- [WSKAZANY CEL A]
Wyodrębnij słowo w słowo z artykułu o 24. Międzynarodowym Biennale Plakatu fragment od „Wśród zwycięzców 24.” do „mieliśmy głównego zwycięzcy.” włącznie.
- [WSKAZANY CEL B]
Kto według artykułu o 24. Międzynarodowym Biennale Plakatu jest kuratorem Muzeum Plakatu w Wilanowie?
- [WSKAZANY CEL C]
Kontynuuj artykuł o 24. Międzynarodowym Biennale Plakatu, zaczynając po jego ostatnim zdaniu.

- [ŹRÓDŁO]
__________
24. Międzynarodowe Biennale Plakatu

Wśród zwycięzców 24. Międzynarodowego Biennale Plakatu znalazło się trzech Polaków. Sukcesowi towarzyszą zmiany w formule imprezy.

Aktualizacja: 09.06.2014 11:03 Publikacja: 09.06.2014 09:59

Wiesław Rosocha, Złoty Medal

Wiesław Rosocha, Złoty Medal

Foto: materiały prasowe

– Złoty Medal dla Wiesława Rosochy – twórcy, którego sztuka ma niekwestionowaną wartość, cieszy nas podwójnie – mówi „Rz" Mariusz Knorowski, kurator Muzeum Plakatu w Wilanowie. – Oznacza przełamanie impasu trwającego od kilku edycji, w których nie mieliśmy głównego zwycięzcy.

Zobacz galerię zdjęć

Warto przypomnieć, że regularnie odnosiliśmy na biennale sukcesy. Złotymi medalistami byli: Jan Lenica, Julian Pałka, Roman Cieślewicz, Waldemar Świerzy, Jan Sawka, Jan Młodożeniec.

Nagrodzony na 24. Biennale plakat Wiesław Rosocha zaprojektował na własną wystawę w Powiatowej Galerii Sztuki Współczesnej w Ostrowie Wielkopolskim. Przedstawia trzy nakładające się twarze, co kojarzy się też ze multiplikowanym wydrukiem. Twarze mają uproszczoną syntetyczną formę, a kolorystyka plakatu zredukowana została do bieli, czerni, czerwieni i szarości. Podobne w tonacji i syntetycznej formie są też prezentowane na wystawie dwa inne plakaty Rosochy – do „Trubadura" Verdiego w Operze Krakowskiej i „Arki" Teatru Ósmego Dnia.
__________
- [WYŚWIETLONE REKORDY]
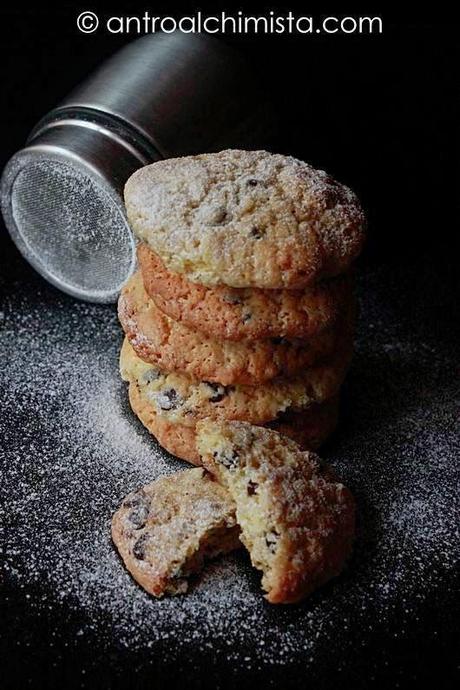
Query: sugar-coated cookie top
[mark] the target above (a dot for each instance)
(245, 219)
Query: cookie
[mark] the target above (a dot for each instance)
(165, 531)
(245, 219)
(183, 400)
(243, 314)
(171, 346)
(297, 521)
(309, 428)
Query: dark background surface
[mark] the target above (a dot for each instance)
(378, 112)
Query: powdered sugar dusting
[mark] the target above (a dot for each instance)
(72, 450)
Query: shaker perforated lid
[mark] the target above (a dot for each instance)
(160, 96)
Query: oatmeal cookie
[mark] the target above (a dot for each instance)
(245, 219)
(309, 428)
(297, 521)
(166, 530)
(243, 314)
(183, 400)
(171, 346)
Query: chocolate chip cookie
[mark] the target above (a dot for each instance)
(297, 521)
(245, 219)
(171, 346)
(309, 428)
(243, 314)
(183, 400)
(166, 530)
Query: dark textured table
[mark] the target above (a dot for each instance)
(71, 449)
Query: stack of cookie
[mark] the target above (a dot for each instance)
(242, 307)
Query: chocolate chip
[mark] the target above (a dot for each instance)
(252, 488)
(135, 500)
(271, 540)
(150, 375)
(256, 232)
(139, 548)
(219, 215)
(138, 516)
(168, 399)
(227, 457)
(218, 391)
(232, 298)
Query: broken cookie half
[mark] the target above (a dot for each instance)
(297, 521)
(166, 530)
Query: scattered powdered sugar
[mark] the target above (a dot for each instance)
(71, 450)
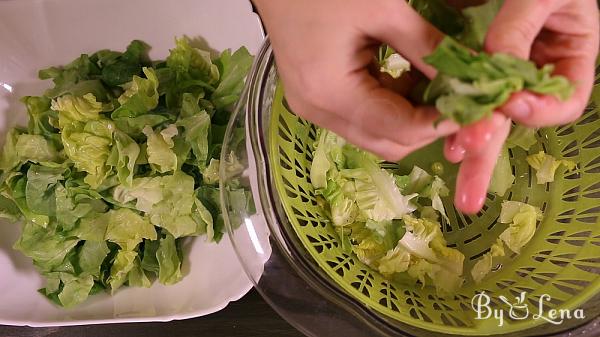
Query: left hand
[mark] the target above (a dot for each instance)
(561, 32)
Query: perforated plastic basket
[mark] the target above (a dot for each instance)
(559, 267)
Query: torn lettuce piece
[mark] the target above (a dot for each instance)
(396, 260)
(88, 145)
(484, 264)
(373, 188)
(36, 149)
(127, 229)
(469, 86)
(168, 261)
(123, 157)
(521, 219)
(160, 148)
(502, 177)
(233, 69)
(123, 264)
(196, 63)
(327, 157)
(391, 62)
(140, 96)
(425, 242)
(546, 166)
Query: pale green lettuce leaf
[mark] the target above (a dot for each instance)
(127, 228)
(124, 262)
(484, 264)
(76, 109)
(186, 59)
(39, 190)
(75, 289)
(9, 158)
(91, 256)
(88, 146)
(502, 177)
(392, 63)
(210, 175)
(196, 125)
(140, 96)
(233, 68)
(521, 219)
(92, 228)
(160, 148)
(43, 246)
(546, 166)
(137, 277)
(35, 148)
(396, 260)
(375, 190)
(123, 157)
(168, 261)
(328, 151)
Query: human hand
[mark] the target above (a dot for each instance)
(562, 32)
(323, 51)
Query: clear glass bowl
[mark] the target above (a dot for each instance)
(271, 254)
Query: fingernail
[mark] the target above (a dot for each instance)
(517, 108)
(469, 200)
(457, 149)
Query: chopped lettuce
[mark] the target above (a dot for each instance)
(521, 219)
(391, 62)
(468, 86)
(118, 164)
(484, 264)
(374, 209)
(546, 166)
(159, 148)
(502, 177)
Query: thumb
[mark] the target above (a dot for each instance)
(517, 24)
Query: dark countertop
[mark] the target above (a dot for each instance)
(248, 317)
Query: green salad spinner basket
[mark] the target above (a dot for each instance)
(551, 286)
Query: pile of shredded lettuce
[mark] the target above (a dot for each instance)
(391, 222)
(118, 164)
(470, 83)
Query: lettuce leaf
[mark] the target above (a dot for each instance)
(468, 86)
(521, 219)
(116, 165)
(484, 264)
(233, 68)
(160, 148)
(140, 96)
(546, 166)
(168, 261)
(502, 177)
(127, 229)
(392, 63)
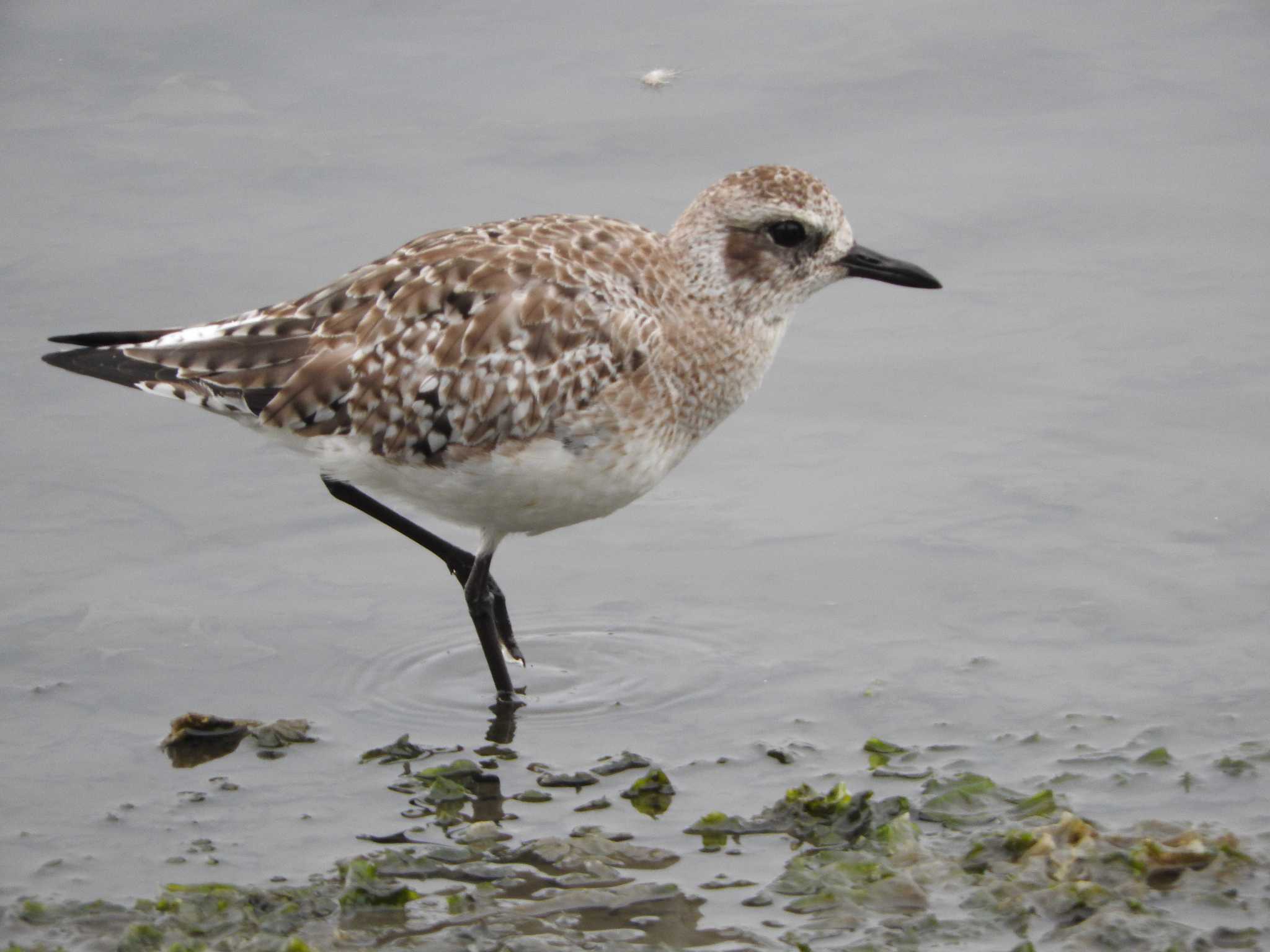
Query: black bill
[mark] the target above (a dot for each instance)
(863, 263)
__________
- [ODPOWIEDŹ PISEMNA A]
Wśród zwycięzców 24. Międzynarodowego Biennale Plakatu znalazło się trzech Polaków. Sukcesowi towarzyszą zmiany w formule imprezy.

Aktualizacja: 09.06.2014 11:03 Publikacja: 09.06.2014 09:59

Wiesław Rosocha, Złoty Medal

Wiesław Rosocha, Złoty Medal

Foto: materiały prasowe

– Złoty Medal dla Wiesława Rosochy – twórcy, którego sztuka ma niekwestionowaną wartość, cieszy nas podwójnie – mówi „Rz" Mariusz Knorowski, kurator Muzeum Plakatu w Wilanowie. – Oznacza przełamanie impasu trwającego od kilku edycji, w których nie mieliśmy głównego zwycięzcy.

- [ODPOWIEDŹ PISEMNA B]
Mariusz Knorowski.

- [ODPOWIEDŹ PISEMNA C]
Wszystkie trzy odchodzą od typowych dla artysty malarsko-mglistych nastrojów. I wyostrzają cechy graficzne: rysunek i kontur. Geometria zastępuje w nich symboliczny realizm.

Na obecnym biennale uderza dominacja typografii. Wszelkie zabawy ze słowem, kształtem liter, ich kompozycją wydają się wszechobecne. Takie prace umieszczono w części zatytułowanej „Kształt słowa". Nie brakuje też plakatów łączących słowo ze znakiem (rysunkiem lub przetworzoną fotografią). Gdy artyści grają kombinacją wielu składników, to ich dzieła pokazywane są w części „Efekty synergii".

Zastanawia, skąd wzięła się ta ekspansja gier ze słowem. Niewątpliwie jest to skutek cyfrowej rewolucji i powszechnej komputerowej pracy nad projektem. Graficy zyskali dzięki technologicznemu postępowi łatwość przetwarzania, co prowokuje ich do mnożenia wariantów.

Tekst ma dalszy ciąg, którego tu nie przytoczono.